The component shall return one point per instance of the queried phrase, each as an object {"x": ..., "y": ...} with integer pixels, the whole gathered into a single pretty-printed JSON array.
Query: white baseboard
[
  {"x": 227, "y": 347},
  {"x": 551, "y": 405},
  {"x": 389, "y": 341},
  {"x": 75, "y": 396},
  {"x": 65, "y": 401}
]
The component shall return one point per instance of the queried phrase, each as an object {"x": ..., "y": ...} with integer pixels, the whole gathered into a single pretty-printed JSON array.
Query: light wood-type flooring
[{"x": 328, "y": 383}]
····················
▸ **Problem requirements**: Please repeat every record above word for word.

▸ **Answer to the exercise**:
The component shall return one point per instance of the queried phrase, each as an object {"x": ..., "y": ...} with integer pixels, the whole gathered into a single pretty-printed JSON array.
Query: white baseboard
[
  {"x": 227, "y": 347},
  {"x": 551, "y": 405},
  {"x": 389, "y": 341},
  {"x": 75, "y": 396},
  {"x": 65, "y": 401}
]
The component shall return one point per instance of the queried phrase, each as an object {"x": ..., "y": ...} with integer pixels, the whole gathered into a single pretty-printed JSON array.
Query: light wood-type flooring
[{"x": 328, "y": 383}]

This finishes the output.